A run of records
╔══

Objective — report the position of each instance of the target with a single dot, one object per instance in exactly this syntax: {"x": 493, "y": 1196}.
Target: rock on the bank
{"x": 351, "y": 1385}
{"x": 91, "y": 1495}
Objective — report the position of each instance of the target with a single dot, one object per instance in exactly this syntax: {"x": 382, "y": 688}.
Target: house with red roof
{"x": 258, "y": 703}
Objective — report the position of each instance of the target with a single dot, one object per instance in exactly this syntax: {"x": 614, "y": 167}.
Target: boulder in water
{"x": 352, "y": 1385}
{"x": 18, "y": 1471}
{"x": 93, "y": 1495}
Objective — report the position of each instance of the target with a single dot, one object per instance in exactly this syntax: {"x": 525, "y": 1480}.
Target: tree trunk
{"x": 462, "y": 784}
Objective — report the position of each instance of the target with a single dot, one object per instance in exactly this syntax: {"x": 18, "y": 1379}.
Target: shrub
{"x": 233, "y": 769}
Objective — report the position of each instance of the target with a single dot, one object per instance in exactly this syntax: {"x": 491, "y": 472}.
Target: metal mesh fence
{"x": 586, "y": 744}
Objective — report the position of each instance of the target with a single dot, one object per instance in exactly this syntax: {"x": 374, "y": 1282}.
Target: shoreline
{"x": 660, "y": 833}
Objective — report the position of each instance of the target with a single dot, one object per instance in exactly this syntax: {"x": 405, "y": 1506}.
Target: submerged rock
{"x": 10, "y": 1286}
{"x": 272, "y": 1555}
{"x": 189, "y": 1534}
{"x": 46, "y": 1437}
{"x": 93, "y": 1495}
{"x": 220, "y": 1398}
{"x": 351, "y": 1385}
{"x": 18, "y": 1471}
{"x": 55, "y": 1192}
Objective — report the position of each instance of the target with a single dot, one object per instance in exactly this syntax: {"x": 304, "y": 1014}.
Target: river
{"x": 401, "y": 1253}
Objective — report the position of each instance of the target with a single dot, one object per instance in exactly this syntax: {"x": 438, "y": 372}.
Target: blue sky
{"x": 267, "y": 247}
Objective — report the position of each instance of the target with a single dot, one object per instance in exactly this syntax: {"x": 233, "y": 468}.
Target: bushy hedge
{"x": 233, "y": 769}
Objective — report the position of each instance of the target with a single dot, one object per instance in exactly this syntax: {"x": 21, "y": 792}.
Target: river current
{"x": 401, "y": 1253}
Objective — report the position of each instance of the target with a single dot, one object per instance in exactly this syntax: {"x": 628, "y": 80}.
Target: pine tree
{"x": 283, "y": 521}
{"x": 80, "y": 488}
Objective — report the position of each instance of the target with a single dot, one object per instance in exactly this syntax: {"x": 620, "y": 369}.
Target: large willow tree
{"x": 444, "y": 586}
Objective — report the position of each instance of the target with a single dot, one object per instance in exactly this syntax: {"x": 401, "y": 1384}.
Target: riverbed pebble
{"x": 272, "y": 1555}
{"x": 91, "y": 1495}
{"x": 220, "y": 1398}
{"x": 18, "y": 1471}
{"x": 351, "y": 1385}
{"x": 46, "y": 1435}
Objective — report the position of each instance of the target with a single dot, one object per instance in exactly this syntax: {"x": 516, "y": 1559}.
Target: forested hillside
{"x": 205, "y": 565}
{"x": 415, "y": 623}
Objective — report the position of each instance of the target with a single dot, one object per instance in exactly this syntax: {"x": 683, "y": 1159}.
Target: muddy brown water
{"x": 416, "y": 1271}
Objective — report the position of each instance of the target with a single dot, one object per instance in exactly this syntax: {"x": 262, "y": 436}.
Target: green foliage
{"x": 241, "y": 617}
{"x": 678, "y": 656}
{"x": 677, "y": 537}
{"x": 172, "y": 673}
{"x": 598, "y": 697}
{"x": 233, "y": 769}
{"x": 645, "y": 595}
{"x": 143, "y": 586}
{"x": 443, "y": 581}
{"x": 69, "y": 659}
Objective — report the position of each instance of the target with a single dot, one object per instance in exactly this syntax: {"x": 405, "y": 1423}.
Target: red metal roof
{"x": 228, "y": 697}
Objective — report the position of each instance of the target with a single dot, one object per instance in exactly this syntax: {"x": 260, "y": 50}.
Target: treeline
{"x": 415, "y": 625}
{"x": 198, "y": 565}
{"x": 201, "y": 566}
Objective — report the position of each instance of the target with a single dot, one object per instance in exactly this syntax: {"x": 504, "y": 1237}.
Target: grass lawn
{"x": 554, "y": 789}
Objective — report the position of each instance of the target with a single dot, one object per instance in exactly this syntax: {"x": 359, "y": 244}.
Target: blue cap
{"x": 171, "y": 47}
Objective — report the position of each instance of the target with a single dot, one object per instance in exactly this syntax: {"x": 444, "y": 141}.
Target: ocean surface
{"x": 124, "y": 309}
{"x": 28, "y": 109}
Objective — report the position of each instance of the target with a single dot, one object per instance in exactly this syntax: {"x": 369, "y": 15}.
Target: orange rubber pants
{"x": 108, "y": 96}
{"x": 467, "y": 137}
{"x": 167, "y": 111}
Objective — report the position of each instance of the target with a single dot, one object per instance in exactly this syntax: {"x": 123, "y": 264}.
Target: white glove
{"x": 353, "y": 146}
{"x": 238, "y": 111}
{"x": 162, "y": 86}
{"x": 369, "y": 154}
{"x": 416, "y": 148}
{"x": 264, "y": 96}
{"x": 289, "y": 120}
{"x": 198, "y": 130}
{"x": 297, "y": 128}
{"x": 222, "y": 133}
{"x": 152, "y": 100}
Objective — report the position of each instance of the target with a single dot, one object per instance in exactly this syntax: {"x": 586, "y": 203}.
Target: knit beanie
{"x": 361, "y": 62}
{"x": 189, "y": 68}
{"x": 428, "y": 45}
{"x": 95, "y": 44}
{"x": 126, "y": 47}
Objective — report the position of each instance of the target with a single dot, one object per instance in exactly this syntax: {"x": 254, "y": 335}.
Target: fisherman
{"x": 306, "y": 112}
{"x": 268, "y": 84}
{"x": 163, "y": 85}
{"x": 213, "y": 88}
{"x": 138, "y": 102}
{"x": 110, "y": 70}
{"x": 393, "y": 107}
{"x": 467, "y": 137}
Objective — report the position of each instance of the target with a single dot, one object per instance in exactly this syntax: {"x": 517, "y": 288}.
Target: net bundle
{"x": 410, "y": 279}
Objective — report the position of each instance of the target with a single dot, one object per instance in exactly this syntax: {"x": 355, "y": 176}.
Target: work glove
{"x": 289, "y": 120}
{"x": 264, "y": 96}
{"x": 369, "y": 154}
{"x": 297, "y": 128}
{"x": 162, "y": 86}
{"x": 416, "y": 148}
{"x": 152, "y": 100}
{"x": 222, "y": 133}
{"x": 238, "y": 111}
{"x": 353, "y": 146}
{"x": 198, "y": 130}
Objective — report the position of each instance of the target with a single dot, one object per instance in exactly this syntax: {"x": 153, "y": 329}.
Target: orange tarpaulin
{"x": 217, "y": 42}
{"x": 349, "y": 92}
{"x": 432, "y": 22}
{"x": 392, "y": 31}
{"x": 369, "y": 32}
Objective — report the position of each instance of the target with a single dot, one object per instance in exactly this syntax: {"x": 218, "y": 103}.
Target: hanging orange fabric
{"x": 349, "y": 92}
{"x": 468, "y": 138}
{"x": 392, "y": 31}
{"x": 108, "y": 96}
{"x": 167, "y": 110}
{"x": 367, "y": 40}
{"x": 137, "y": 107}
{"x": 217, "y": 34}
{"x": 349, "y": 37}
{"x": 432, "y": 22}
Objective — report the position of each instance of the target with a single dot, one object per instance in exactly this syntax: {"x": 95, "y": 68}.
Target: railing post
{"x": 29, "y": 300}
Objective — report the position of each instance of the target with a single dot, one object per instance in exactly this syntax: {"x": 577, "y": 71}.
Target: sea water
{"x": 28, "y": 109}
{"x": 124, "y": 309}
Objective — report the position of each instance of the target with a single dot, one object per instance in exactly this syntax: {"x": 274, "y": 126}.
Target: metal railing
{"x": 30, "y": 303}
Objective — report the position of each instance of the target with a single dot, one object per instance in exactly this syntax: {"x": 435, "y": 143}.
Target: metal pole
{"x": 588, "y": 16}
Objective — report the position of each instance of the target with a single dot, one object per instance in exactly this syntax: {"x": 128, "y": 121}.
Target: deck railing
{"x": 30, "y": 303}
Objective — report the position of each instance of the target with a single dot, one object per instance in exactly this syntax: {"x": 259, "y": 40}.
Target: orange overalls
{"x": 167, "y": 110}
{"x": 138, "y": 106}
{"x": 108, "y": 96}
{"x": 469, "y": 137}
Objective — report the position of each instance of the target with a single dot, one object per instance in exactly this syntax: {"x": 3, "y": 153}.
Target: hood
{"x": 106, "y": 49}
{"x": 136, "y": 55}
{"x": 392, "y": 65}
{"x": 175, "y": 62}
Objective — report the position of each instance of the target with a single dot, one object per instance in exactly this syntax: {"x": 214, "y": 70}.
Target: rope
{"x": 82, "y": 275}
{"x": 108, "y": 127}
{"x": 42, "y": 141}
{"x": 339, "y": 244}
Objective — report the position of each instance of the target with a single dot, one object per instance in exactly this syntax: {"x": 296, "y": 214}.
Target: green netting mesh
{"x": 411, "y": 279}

╚══

#### [The problem]
Tally the lines of the listing above that contain the string "railing". Reply with the number alone.

#### [The result]
3